▶ **Selected excerpt**:
+===+

Norwegian podcast host

Wolfgang Wee (born 1982) is a Norwegian podcast host, former radio presenter at NRK, and music producer and DJ. He hosts the weekly podcast Wolfgang Wee Uncut, which has become one of Norway's most popular. The podcast is based on unedited conversations where guests are allowed to talk freely about politics, society, nutrition, and other topics. The format and Wee himself have garnered both support and criticism.

== Background ==
Wee is from Høvik outside Oslo and attended Valler Upper Secondary School.

== by:larm 2003 ==
In 2003, he played at the music festival by:Larm after submitting a demo as a joke; the music recording he submitted was accepted, and Wee subsequently had to start a band in order to perform. Criticism was subsequently leveled against Wee's selection for the festival program.

== Professional life ==

=== NRK ===
In 2004, Wee was hired as a music producer at NRK P3 and NRK mP3. In 2009, he became acting music director at NRK Radio. From 2017, he was a program host at NRK Klasisk for a radio program about film music. He hosted the NRK programs Wolfgang Wee, Lt. Wee show until December 2019 and Wolfgang Wee's summer show in 2018.

=== Podcast ===
In March 2019, Wee started the weekly podcast Wolfgang Wee Uncut . In this podcast, he interviews people about culture, politics, and society, most often with men who are known from other media coverage and academia. The podcast has been compared to The Joe Rogan Experience. Like Rogan's podcast, the conversations are completely unedited and the guests are allowed to speak freely. The format has met with both support and criticism.

+===+

▶ **Extracted records**:
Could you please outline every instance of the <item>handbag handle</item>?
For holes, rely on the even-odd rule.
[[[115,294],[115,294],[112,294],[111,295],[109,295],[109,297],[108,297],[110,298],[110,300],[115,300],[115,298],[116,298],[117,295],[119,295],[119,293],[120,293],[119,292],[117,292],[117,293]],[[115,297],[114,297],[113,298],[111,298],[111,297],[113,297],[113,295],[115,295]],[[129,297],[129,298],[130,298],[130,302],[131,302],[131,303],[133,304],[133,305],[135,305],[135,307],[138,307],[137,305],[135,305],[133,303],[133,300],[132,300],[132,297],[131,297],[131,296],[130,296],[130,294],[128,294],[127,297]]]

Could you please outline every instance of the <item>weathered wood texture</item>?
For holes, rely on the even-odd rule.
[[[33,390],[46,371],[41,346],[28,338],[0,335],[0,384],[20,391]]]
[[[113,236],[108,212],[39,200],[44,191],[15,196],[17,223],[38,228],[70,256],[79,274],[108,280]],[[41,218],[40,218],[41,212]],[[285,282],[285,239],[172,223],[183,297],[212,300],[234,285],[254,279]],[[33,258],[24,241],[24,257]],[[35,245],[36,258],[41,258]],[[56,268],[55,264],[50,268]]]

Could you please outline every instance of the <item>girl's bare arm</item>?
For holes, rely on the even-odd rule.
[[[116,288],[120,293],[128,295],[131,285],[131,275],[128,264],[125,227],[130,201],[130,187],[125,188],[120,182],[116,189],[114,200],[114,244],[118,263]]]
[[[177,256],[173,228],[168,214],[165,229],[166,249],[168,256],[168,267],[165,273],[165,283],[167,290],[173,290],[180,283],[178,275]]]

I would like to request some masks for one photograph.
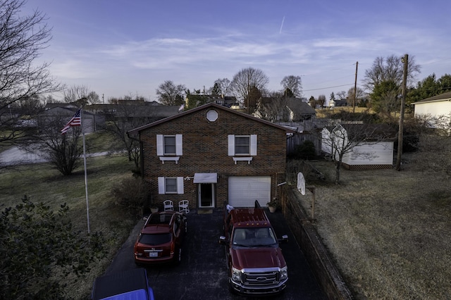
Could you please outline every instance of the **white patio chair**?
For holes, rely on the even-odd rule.
[[[166,200],[163,204],[164,205],[164,211],[174,210],[174,203],[171,200]]]
[[[182,200],[178,202],[178,212],[188,213],[190,212],[190,202],[187,200]]]

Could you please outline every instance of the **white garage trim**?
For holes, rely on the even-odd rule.
[[[271,176],[231,176],[228,178],[228,204],[234,207],[261,206],[271,199]]]

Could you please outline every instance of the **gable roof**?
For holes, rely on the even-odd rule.
[[[433,96],[429,98],[426,98],[424,100],[421,100],[416,102],[412,103],[412,104],[420,104],[423,103],[427,102],[438,102],[442,101],[451,101],[451,92],[447,92],[446,93],[440,94],[440,95]]]
[[[140,131],[146,130],[147,128],[150,128],[150,127],[152,127],[154,126],[156,126],[156,125],[158,125],[159,124],[162,124],[162,123],[166,123],[166,122],[171,122],[171,121],[172,121],[172,120],[173,120],[175,119],[177,119],[178,118],[181,118],[183,115],[188,115],[188,114],[190,114],[190,113],[196,113],[196,112],[197,112],[199,111],[202,111],[203,109],[208,108],[214,108],[215,109],[222,110],[222,111],[227,111],[228,113],[234,113],[234,114],[235,114],[237,115],[240,115],[240,117],[247,118],[248,119],[254,120],[256,122],[259,122],[259,123],[261,123],[262,124],[264,124],[264,125],[268,125],[268,126],[272,126],[272,127],[274,127],[276,128],[284,130],[284,131],[288,132],[294,133],[294,132],[296,132],[295,130],[292,130],[287,128],[285,127],[280,126],[280,125],[278,125],[277,124],[274,124],[274,123],[271,123],[269,121],[266,121],[265,120],[260,119],[259,118],[255,118],[255,117],[253,117],[252,115],[247,115],[246,113],[240,113],[239,111],[236,111],[234,109],[228,108],[228,107],[223,106],[222,105],[219,105],[219,104],[215,104],[214,102],[211,102],[211,103],[209,103],[209,104],[204,104],[204,105],[200,106],[197,106],[197,107],[196,107],[194,108],[192,108],[192,109],[190,109],[188,111],[184,111],[183,113],[179,113],[178,115],[171,115],[170,117],[165,118],[164,119],[159,120],[158,121],[155,121],[155,122],[153,122],[152,123],[147,124],[145,125],[140,126],[140,127],[137,127],[137,128],[134,128],[134,129],[132,129],[131,130],[128,131],[127,134],[129,135],[136,135],[136,134],[139,133]]]
[[[287,106],[297,115],[316,114],[315,109],[300,98],[288,98]]]

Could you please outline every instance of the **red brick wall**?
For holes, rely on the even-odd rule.
[[[209,109],[218,112],[214,122],[206,118]],[[271,176],[271,193],[274,194],[277,183],[285,181],[285,132],[228,111],[209,107],[141,131],[144,179],[151,184],[154,202],[166,199],[175,203],[187,199],[191,208],[197,208],[197,185],[192,179],[184,180],[184,194],[177,195],[159,194],[157,179],[159,176],[192,177],[195,173],[218,173],[216,207],[222,206],[228,199],[229,176]],[[156,155],[156,135],[183,135],[183,155],[178,164],[160,161]],[[250,164],[247,161],[235,164],[233,156],[228,156],[228,135],[257,135],[257,155]]]

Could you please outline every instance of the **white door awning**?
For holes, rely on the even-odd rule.
[[[218,173],[194,173],[194,183],[217,183]]]

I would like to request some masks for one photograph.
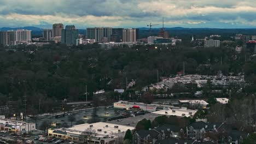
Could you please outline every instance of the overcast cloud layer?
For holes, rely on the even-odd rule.
[[[0,27],[256,28],[255,0],[0,0]],[[160,27],[160,26],[159,26]]]

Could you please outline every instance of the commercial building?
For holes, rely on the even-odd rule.
[[[123,41],[136,43],[136,29],[125,28],[123,30]]]
[[[197,110],[190,110],[187,109],[187,108],[182,108],[179,109],[155,111],[153,113],[161,115],[174,116],[177,117],[187,117],[192,118],[197,111]]]
[[[123,42],[123,28],[112,28],[110,41],[115,43]]]
[[[9,36],[8,32],[0,31],[0,45],[10,45]]]
[[[61,37],[62,31],[64,28],[62,23],[55,23],[53,25],[53,37]]]
[[[157,39],[162,39],[162,37],[156,37],[156,36],[150,36],[148,37],[148,44],[154,44],[154,41]]]
[[[53,40],[53,29],[44,29],[43,37],[46,41]]]
[[[53,41],[54,41],[55,44],[60,43],[61,43],[61,37],[53,37]]]
[[[256,40],[256,35],[252,35],[252,36],[251,36],[251,39],[252,39],[252,40]]]
[[[158,33],[158,36],[162,37],[164,39],[168,39],[169,38],[169,33],[168,32],[165,31],[164,28],[162,28],[161,31]]]
[[[92,44],[94,43],[95,43],[95,39],[82,39],[82,38],[77,39],[77,45]]]
[[[114,103],[114,107],[125,109],[137,109],[146,111],[156,111],[158,110],[179,109],[179,107],[170,105],[146,104],[142,103],[132,103],[121,100]]]
[[[226,104],[229,103],[229,99],[225,98],[216,98],[216,101],[223,104]]]
[[[83,39],[84,38],[84,34],[78,34],[78,39]]]
[[[220,41],[218,40],[205,40],[205,47],[218,47],[220,46]]]
[[[240,40],[243,39],[243,35],[242,34],[236,34],[235,37],[235,39],[236,40]]]
[[[31,41],[31,31],[18,29],[7,32],[10,45],[27,44]]]
[[[48,129],[48,136],[58,139],[69,140],[75,142],[89,143],[121,143],[126,131],[132,130],[135,127],[108,123],[98,122],[83,124],[69,128]],[[84,133],[92,133],[84,139],[81,135]],[[94,131],[94,133],[91,133]]]
[[[36,130],[36,124],[33,123],[0,119],[0,130],[30,134]]]
[[[62,31],[61,43],[68,45],[77,44],[78,39],[78,29],[74,26],[66,26]]]
[[[112,34],[111,27],[88,28],[86,30],[87,38],[95,39],[98,43],[103,42],[104,38],[107,38],[108,41],[110,41]]]
[[[200,106],[206,108],[209,104],[203,100],[180,100],[179,102],[181,104],[188,104],[190,106]]]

+===+

▶ **Parts of the exercise**:
[1] Reproduce the passage of the Wolfgang Wee biography word for word, starting at "Wolfgang Wee (born" and ending at "garnered both support and criticism.".
[2] Continue the biography of the Norwegian podcast host Wolfgang Wee, picking up right after its final sentence.
The material here was taken from a different source than the text about Wolfgang Wee.

▶ **Answers for the tasks**:
[1]
Wolfgang Wee (born 1982) is a Norwegian podcast host, former radio presenter at NRK, and music producer and DJ. He hosts the weekly podcast Wolfgang Wee Uncut, which has become one of Norway's most popular. The podcast is based on unedited conversations where guests are allowed to talk freely about politics, society, nutrition, and other topics. The format and Wee himself have garnered both support and criticism.

[2]
Wee left NRK in the summer of 2022 to focus full-time on the podcast he started in 2019. In December 2022, the Norwegian online magazine Subjekt gave its cultural award "Subjekt of the Year" to Wee, for his work with the podcast Wolfgang Wee Uncut. WWU was among the most popular Norwegian podcasts on Spotify in 2023.

In the spring of 2025, Wee received criticism from commentators in Nettavisen and Aftenposten for allegedly spreading Russian propaganda through his podcast, after claiming that Ukrainian President Volodymyr Zelenskyj has a cocaine problem. In May 2025, Wee and a guest received criticism after casting doubt on chemotherapy in a podcast, something the Norwegian Cancer Society and patients strongly warned against.